→ **Blok Teks**
▶

Dalam teori intelijen, kerusuhan yang ditimbulkan oleh OPM bertujuan untuk menciptakan suasana chaos serta memantik perseteruan dengan TNI dan Polri. Selanjutnya pemberitaan media pun akan diarahkan kepada skenario pelanggaran HAM. Skenario ini sebenarnya pernah dilakukan Amerika kepada gerakan Kosovo merdeka agar lepas dari Serbia. Ya, isu-isu HAM memang menjadi “jualan politik” Amerika untuk mendukung gerakan separatisme di berbagai belahan dunia.

Sejatinya, dukungan asing terhadap kemerdekaan Papua sudah berlangsung lama. Asing pun terus mendorong Papua untuk lepas dari Indonesia. Kondisi ini akan terus berlanjut hingga para penjajah Barat berhasil mendapatkan apa yang mereka inginkan dari Papua.

Kemiskinan di Papua

Ada hal yang cukup mengiris hati dari tragedi penyanderaan Philip. Sebelum dibebaskan, Philip sempat meminta dua hal kepada pemerintah, yakni kelengkapan dokumen dan pengiriman bahan makanan karena orang-orang di tempat itu sulit untuk mendapatkan makanan. Permintaan Philip ini harusnya menjadi tamparan keras bagi pemerintah Indonesia. Bagaimana bisa Papua yang merupakan pulau terkaya di Indonesia, justru menjadi wilayah dengan kemiskinan ekstrem hingga warganya pun kesulitan untuk mendapat bahan makanan.

Potret kemiskinan yang sangat parah di Papua adalah masalah krusial yang terus memicu terjadinya konflik. Kondisi ini yang memantik kemarahan rakyat Papua dan menumbuhkan semangat separatisme di tengah-tengah mereka. Ide kemerdekaan Papua seolah menjadi solusi final atas keteledoran pemerintah Indonesia dalam mengurusi mereka. Rakyat Papua merasa sanggup untuk membangun wilayahnya tanpa campur tangan dari pemerintah Indonesia.

◀

→ **Entri Mentah**
▶

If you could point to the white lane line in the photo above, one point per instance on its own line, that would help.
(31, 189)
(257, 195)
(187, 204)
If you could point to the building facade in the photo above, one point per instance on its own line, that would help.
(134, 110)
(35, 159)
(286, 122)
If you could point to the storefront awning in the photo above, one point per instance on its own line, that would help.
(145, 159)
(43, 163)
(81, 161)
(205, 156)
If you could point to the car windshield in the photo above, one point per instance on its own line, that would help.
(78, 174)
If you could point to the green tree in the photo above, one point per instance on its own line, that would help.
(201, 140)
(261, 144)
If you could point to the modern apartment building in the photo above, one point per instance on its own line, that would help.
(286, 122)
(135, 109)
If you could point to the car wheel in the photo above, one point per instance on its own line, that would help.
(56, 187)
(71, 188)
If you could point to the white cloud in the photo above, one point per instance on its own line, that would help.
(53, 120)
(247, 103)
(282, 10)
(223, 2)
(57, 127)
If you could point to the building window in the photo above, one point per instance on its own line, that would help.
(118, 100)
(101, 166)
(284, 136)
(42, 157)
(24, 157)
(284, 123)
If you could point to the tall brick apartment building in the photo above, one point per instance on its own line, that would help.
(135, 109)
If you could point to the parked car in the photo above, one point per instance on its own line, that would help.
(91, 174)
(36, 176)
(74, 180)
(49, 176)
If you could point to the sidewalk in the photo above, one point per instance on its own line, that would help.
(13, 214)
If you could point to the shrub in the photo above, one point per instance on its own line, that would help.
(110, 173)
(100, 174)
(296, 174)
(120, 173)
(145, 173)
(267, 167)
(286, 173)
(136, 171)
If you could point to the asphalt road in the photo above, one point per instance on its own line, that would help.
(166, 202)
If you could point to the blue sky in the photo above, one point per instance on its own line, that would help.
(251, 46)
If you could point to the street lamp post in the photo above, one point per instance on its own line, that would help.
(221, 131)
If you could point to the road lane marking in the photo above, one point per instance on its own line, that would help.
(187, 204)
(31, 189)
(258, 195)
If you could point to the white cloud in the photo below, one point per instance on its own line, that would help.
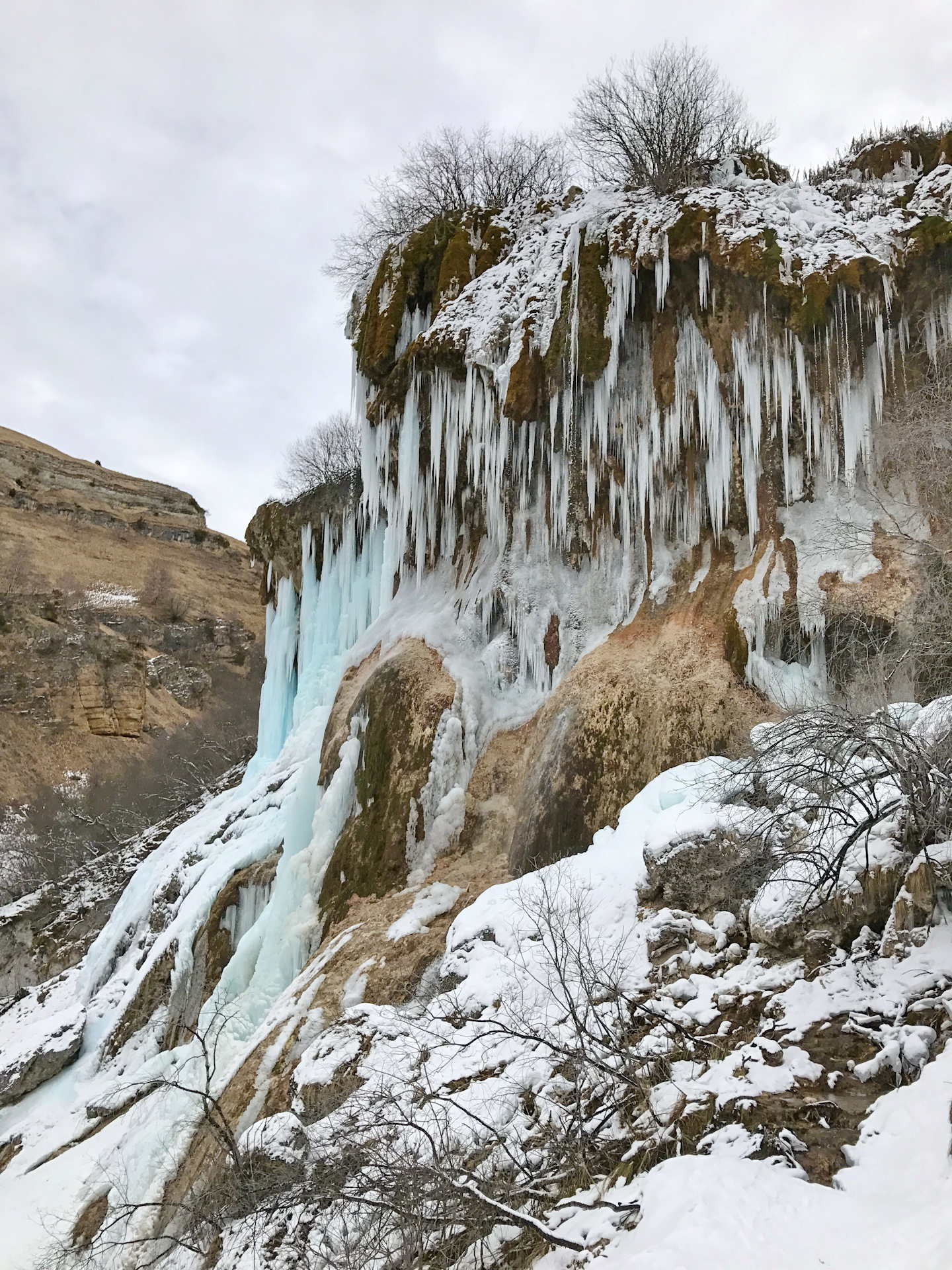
(173, 175)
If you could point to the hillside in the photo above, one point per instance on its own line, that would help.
(587, 898)
(131, 658)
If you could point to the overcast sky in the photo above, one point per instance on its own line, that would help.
(173, 175)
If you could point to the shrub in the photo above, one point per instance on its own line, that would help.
(328, 455)
(444, 175)
(663, 121)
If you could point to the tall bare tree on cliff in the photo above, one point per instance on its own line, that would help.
(328, 455)
(664, 121)
(444, 175)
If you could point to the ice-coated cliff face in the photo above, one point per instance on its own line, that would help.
(594, 388)
(574, 417)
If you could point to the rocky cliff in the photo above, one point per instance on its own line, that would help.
(508, 907)
(130, 668)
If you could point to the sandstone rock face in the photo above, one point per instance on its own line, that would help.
(113, 697)
(187, 683)
(651, 697)
(401, 695)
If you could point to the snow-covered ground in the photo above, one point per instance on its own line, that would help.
(728, 1023)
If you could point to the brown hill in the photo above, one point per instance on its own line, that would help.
(131, 643)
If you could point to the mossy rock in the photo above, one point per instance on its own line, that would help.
(931, 233)
(526, 397)
(407, 278)
(403, 698)
(645, 700)
(273, 534)
(594, 346)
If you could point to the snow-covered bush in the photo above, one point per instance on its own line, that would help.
(444, 175)
(841, 795)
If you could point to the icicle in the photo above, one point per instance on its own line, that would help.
(663, 275)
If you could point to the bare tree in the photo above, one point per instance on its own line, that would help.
(664, 121)
(169, 603)
(328, 455)
(824, 783)
(18, 570)
(444, 175)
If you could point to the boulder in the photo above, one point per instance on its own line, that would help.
(709, 875)
(648, 698)
(187, 683)
(401, 695)
(42, 1034)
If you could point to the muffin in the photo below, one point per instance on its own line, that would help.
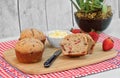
(77, 44)
(29, 50)
(32, 32)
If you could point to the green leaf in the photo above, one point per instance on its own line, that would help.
(104, 9)
(101, 0)
(78, 2)
(75, 5)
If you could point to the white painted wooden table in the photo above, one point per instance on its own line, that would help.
(113, 30)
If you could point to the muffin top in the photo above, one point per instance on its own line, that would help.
(29, 45)
(32, 32)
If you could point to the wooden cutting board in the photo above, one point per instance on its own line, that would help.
(61, 63)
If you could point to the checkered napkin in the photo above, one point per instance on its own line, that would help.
(7, 71)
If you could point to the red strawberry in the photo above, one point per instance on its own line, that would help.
(94, 35)
(108, 44)
(75, 31)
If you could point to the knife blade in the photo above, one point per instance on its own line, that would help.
(50, 60)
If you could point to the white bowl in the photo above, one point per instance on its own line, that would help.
(55, 39)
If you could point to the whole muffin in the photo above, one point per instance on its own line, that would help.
(29, 50)
(32, 32)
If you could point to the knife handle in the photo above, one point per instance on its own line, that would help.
(49, 61)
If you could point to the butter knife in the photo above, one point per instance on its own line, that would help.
(49, 61)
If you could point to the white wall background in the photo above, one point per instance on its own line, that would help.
(16, 15)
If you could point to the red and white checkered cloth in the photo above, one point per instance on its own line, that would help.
(7, 71)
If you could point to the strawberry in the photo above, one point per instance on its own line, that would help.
(108, 44)
(94, 35)
(75, 31)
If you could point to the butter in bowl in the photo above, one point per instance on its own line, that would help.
(54, 37)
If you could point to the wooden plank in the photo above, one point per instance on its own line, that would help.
(9, 26)
(59, 15)
(61, 63)
(32, 14)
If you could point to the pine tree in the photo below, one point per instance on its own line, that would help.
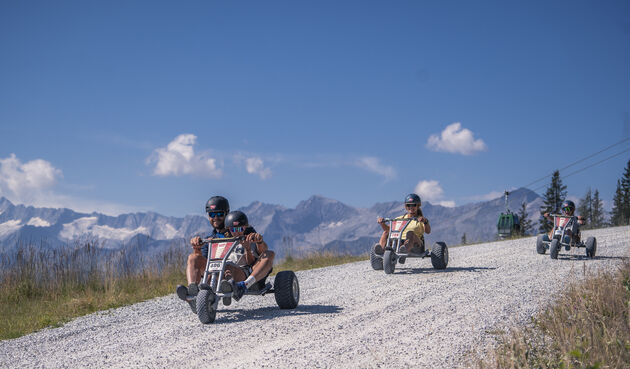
(625, 188)
(585, 208)
(526, 224)
(616, 216)
(552, 201)
(598, 219)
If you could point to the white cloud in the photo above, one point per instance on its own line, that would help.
(457, 140)
(256, 165)
(487, 197)
(34, 182)
(21, 181)
(179, 158)
(433, 192)
(38, 222)
(374, 165)
(447, 204)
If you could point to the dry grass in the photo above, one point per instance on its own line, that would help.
(588, 327)
(42, 287)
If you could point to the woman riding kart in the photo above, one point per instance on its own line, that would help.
(217, 208)
(414, 237)
(568, 209)
(256, 264)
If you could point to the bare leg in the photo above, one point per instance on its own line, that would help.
(194, 268)
(263, 266)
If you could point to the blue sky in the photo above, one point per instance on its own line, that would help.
(156, 105)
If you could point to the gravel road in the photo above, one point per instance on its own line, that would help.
(349, 316)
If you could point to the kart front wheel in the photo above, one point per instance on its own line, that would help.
(591, 247)
(540, 245)
(205, 306)
(287, 290)
(439, 255)
(376, 260)
(389, 261)
(554, 248)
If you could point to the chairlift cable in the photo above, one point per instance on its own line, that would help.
(587, 167)
(579, 161)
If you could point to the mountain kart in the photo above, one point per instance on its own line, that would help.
(564, 233)
(230, 251)
(392, 253)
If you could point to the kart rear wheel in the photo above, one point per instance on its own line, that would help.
(591, 247)
(439, 255)
(205, 306)
(540, 245)
(389, 261)
(287, 290)
(554, 248)
(376, 260)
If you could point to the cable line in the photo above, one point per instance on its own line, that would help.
(589, 166)
(579, 161)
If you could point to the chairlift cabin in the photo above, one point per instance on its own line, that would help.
(508, 224)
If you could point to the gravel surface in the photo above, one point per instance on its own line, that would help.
(349, 316)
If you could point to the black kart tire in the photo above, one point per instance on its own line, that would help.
(591, 247)
(439, 255)
(287, 290)
(389, 261)
(540, 245)
(375, 260)
(205, 306)
(554, 248)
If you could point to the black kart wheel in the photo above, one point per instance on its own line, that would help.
(591, 247)
(205, 306)
(287, 290)
(439, 255)
(389, 261)
(376, 260)
(554, 248)
(540, 245)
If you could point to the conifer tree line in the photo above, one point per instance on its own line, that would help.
(590, 207)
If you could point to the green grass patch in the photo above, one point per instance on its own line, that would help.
(588, 327)
(46, 288)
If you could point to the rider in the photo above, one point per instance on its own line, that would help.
(414, 237)
(258, 259)
(217, 208)
(567, 209)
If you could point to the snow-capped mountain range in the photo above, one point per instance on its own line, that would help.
(316, 224)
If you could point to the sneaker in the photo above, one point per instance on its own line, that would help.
(239, 290)
(226, 287)
(182, 292)
(193, 290)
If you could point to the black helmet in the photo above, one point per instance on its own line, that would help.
(568, 207)
(412, 198)
(217, 203)
(236, 219)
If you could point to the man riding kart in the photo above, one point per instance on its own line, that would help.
(568, 209)
(217, 208)
(414, 237)
(258, 259)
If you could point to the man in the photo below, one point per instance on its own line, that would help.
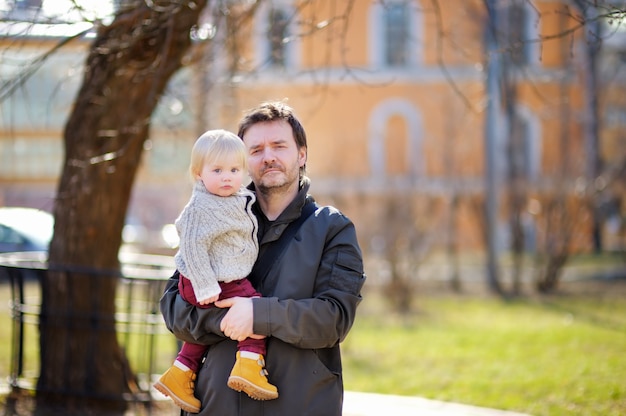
(309, 270)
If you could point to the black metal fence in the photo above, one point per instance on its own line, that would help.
(139, 325)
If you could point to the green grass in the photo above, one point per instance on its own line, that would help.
(557, 355)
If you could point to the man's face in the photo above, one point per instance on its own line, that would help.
(274, 159)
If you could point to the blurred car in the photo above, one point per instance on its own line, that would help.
(25, 229)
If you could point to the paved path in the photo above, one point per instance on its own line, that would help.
(371, 404)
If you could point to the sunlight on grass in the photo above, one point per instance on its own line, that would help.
(547, 356)
(526, 356)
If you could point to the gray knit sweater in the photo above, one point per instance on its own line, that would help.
(218, 239)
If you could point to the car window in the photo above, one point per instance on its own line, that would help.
(9, 236)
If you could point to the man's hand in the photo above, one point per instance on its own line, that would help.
(238, 321)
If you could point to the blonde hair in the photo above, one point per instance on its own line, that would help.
(214, 145)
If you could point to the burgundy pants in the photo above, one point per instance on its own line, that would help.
(191, 354)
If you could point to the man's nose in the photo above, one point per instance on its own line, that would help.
(268, 156)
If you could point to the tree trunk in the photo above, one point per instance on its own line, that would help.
(127, 70)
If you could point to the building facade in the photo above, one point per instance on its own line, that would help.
(393, 95)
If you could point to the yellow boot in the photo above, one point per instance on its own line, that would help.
(178, 384)
(250, 376)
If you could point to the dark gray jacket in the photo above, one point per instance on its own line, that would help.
(309, 305)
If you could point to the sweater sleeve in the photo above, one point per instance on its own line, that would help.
(198, 229)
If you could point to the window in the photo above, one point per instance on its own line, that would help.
(394, 34)
(278, 35)
(276, 47)
(518, 33)
(396, 23)
(524, 146)
(391, 118)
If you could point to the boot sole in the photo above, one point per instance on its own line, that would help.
(253, 391)
(179, 402)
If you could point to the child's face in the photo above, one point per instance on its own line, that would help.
(223, 177)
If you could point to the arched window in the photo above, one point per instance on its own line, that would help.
(393, 117)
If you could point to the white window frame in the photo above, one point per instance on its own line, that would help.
(377, 42)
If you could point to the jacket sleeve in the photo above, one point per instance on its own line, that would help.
(187, 322)
(334, 271)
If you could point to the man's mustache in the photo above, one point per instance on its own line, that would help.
(272, 166)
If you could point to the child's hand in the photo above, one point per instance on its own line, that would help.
(210, 300)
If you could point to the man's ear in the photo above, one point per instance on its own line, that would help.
(302, 155)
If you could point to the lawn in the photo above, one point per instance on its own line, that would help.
(558, 355)
(554, 355)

◀

→ **Yang Akan Dikerjakan**
a) Berdasarkan teks tentang Papua, jelaskan alasan Philip meminta pemerintah mengirimkan bahan makanan sebelum ia dibebaskan.
b) Tulis lanjutan teks tentang Papua, dimulai setelah kalimat terakhirnya.

→ **Hasil Latihan**
a) Philip meminta pengiriman bahan makanan karena orang-orang di tempat itu sulit mendapatkan makanan.

b)
Kapitalisme Biang Kemiskinan di Papua

Sayangnya, masyarakat Papua belum menyadari bahwa keterpurukan yang mereka alami disebabkan penerapan sistem kapitalisme. Sistem ini telah melegalkan perampokan SDA dengan dalih investasi. Berbagai SDA yang ada di Papua, mulai dari emas, bauksit, batu bara, besi, tembaga, nikel, hasil hutan, minyak, dan gas bumi semuanya dikuasai oleh asing dan swasta secara legal. Rakyat Papua bahkan tidak bisa menikmati kekayaan alamnya, padahal semua itu adalah milik mereka.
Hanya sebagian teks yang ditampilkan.